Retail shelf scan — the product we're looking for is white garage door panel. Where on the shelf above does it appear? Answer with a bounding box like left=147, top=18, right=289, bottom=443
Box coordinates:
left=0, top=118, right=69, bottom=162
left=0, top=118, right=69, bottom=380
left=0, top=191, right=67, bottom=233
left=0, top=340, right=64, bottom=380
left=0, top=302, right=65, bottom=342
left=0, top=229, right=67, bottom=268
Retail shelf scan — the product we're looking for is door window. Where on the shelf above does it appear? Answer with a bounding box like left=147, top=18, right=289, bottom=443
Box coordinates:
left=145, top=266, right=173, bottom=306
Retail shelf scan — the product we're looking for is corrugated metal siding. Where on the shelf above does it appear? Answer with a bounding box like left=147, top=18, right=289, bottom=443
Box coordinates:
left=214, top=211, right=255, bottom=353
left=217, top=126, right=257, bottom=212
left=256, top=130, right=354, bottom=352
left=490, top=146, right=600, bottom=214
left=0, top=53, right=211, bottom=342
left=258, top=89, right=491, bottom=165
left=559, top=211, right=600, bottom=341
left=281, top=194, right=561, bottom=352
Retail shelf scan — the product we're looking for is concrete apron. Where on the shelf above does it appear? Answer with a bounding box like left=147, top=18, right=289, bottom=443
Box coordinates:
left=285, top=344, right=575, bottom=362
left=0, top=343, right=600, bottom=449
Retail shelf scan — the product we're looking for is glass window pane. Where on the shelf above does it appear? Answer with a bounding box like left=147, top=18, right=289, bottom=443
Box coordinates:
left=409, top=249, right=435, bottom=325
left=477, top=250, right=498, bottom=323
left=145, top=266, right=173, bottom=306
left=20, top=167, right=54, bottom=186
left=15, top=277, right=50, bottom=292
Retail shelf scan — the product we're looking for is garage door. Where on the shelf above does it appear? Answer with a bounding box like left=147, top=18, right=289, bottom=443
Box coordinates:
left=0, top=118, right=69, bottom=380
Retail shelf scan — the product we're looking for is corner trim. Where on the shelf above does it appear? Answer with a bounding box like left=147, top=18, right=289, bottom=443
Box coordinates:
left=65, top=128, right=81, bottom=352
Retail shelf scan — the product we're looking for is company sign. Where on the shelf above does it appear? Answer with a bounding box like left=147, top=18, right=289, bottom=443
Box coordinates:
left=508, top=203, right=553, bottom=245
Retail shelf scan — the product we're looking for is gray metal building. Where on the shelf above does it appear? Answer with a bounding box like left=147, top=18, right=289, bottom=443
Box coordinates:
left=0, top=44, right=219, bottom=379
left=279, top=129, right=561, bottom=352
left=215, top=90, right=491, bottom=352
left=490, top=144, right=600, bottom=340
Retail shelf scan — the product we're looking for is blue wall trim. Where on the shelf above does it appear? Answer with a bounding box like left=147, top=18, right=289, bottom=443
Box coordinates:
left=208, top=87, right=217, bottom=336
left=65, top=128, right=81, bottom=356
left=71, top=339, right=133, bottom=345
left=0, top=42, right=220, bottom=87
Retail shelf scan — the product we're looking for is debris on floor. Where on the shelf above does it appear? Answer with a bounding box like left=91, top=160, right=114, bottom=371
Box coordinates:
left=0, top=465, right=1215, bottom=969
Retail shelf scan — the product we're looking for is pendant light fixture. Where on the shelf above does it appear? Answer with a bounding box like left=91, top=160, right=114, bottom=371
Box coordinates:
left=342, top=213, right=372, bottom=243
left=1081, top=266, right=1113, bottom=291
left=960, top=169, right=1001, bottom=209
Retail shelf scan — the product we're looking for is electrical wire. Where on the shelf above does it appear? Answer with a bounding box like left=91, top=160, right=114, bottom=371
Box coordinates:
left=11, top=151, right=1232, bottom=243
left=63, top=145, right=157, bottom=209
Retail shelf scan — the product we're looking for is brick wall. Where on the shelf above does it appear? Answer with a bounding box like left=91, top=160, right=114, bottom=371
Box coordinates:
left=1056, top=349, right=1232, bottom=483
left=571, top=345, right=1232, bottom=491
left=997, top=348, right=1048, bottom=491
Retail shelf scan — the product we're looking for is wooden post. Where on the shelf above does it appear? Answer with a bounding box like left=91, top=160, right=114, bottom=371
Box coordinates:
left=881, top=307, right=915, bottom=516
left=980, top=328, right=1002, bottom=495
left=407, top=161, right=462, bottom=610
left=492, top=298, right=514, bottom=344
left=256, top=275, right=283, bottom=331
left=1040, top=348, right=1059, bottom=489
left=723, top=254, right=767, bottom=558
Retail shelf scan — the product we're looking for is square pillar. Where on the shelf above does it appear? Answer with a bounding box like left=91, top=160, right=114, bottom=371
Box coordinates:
━━━━
■ **PROBLEM STATEMENT**: Can you copy every line above word for word, with nothing changed?

■ **RESULT**:
Retail shelf scan — the product we're looking for is white garage door panel. Where on the shelf above does it appear? Answer with a bounding box like left=147, top=18, right=289, bottom=443
Box coordinates:
left=0, top=118, right=69, bottom=162
left=0, top=118, right=69, bottom=380
left=0, top=191, right=67, bottom=233
left=0, top=340, right=64, bottom=380
left=0, top=302, right=65, bottom=342
left=0, top=229, right=67, bottom=268
Retail shelf scan — the product we're looking for is door window. Where on the shelf above does it appear? Answer with a bounding box like left=147, top=18, right=289, bottom=443
Box coordinates:
left=145, top=266, right=173, bottom=306
Retail shelf scan — the product we're looking for is corrugated metal siding. Where on the shelf above does it appear? Answer with a bounding box like left=147, top=18, right=289, bottom=443
Box coordinates:
left=214, top=211, right=255, bottom=353
left=217, top=126, right=257, bottom=212
left=256, top=130, right=354, bottom=352
left=490, top=146, right=600, bottom=214
left=0, top=53, right=211, bottom=342
left=258, top=89, right=491, bottom=165
left=559, top=211, right=600, bottom=341
left=281, top=194, right=561, bottom=352
Retail shelf scan — the product we're looking for is concrete apron. Where on the shelf above does it appear? Answer with a bounding box like left=147, top=18, right=289, bottom=443
Box coordinates:
left=285, top=344, right=575, bottom=362
left=0, top=343, right=600, bottom=449
Retail shelf scan — the product we're looking for is glass window pane. Where on the shelf above does it appear? Answer with a bounding box like left=147, top=18, right=289, bottom=443
Box coordinates:
left=409, top=249, right=435, bottom=325
left=477, top=250, right=498, bottom=323
left=145, top=266, right=173, bottom=306
left=20, top=167, right=54, bottom=186
left=15, top=277, right=50, bottom=292
Retail shelf scan — the product we're looking for is garage door. Where on the shelf above does it appear? Answer with a bounding box like left=147, top=18, right=289, bottom=443
Box coordinates:
left=0, top=118, right=69, bottom=380
Retail shelf scan — the product we're looking for is corner trim. Where on the shelf above does it appear? Answer with a bounding box like left=147, top=18, right=289, bottom=443
Box coordinates:
left=65, top=128, right=81, bottom=352
Retail shelf scan — the product we're looking for is company sign. Where on the shelf above does it appear? Answer with a bounding box like left=147, top=18, right=289, bottom=443
Box coordinates:
left=508, top=203, right=553, bottom=245
Retail shelf scan — the product we're looking for is gray metal building. Where on the shelf above does it appear? Answer with a bounding box like left=147, top=18, right=289, bottom=443
Box coordinates:
left=0, top=44, right=219, bottom=379
left=279, top=129, right=561, bottom=352
left=215, top=90, right=491, bottom=352
left=490, top=144, right=600, bottom=340
Retail shelf scan — the product we're looking for is blue wall trim. Where on the shelf above does it appear? Answer with a bounding box like left=147, top=18, right=289, bottom=443
Box coordinates:
left=208, top=87, right=217, bottom=336
left=65, top=128, right=81, bottom=356
left=71, top=339, right=133, bottom=345
left=0, top=42, right=220, bottom=87
Retail shelf scan — the product we're looking for is debris on floor. Where on the shelf above does it appear? Answer with a bounding box like left=91, top=160, right=114, bottom=371
Box coordinates:
left=0, top=465, right=1215, bottom=969
Retail shelf scan — the product we're looking for is pendant light fixture. Where on the shelf above does it appear? Answer with a bounding box like left=91, top=160, right=114, bottom=371
Box coordinates:
left=342, top=213, right=372, bottom=243
left=1081, top=266, right=1113, bottom=291
left=960, top=169, right=1001, bottom=209
Retail shelf scan — the product we're looking for is electrical wire. Where on the shelf above does it appear? Answer with a bounding box like left=91, top=160, right=114, bottom=371
Box coordinates:
left=11, top=151, right=1232, bottom=243
left=63, top=145, right=157, bottom=209
Retail shelf scan — the product we're looking for is brick wall. Where on the shelf above does it appear? Answer with a bounding box like left=91, top=160, right=114, bottom=371
Box coordinates:
left=1056, top=349, right=1232, bottom=483
left=571, top=345, right=1232, bottom=491
left=997, top=348, right=1048, bottom=491
Retail shelf scan — the product we're looking for is wooden post. Where on the shelf above does it appear? Answer with a bounding box like left=91, top=160, right=114, bottom=371
Box coordinates:
left=881, top=307, right=915, bottom=516
left=980, top=328, right=1002, bottom=495
left=407, top=161, right=462, bottom=610
left=492, top=298, right=514, bottom=344
left=256, top=275, right=283, bottom=331
left=1040, top=348, right=1059, bottom=489
left=723, top=254, right=767, bottom=558
Retail shelf scan — the product we're looking for is square pillar. Where on the shelf above does it appear? Answer with a bounding box like left=91, top=160, right=114, bottom=371
Box coordinates:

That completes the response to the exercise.